MATERIALS PROVIDED>
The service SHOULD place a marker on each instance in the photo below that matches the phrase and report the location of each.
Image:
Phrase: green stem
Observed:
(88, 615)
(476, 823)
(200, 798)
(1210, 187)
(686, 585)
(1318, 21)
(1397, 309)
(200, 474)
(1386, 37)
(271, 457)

EXERCISE REQUIREMENTS>
Reproduce all of the material above, word for word and line for line.

IN RESPONSE>
The service SHOULD place a marker on each instance in the photo below that matches the phrase and report the location of each.
Image:
Phrase: green stem
Observed:
(88, 615)
(476, 823)
(200, 798)
(1210, 187)
(686, 585)
(1318, 21)
(1397, 309)
(200, 474)
(1386, 37)
(271, 457)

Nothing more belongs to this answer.